** BEGIN **
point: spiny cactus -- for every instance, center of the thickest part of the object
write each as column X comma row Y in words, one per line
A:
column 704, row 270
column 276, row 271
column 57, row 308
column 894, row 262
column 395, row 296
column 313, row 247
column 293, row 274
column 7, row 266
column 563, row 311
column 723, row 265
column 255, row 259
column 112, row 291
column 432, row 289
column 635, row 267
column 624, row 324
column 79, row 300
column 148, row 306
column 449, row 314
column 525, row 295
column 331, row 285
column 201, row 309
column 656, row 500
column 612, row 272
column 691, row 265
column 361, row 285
** END **
> **Given problem**:
How many lines in the entries above contain the word "every"? Reply with the number only.

> **The response**:
1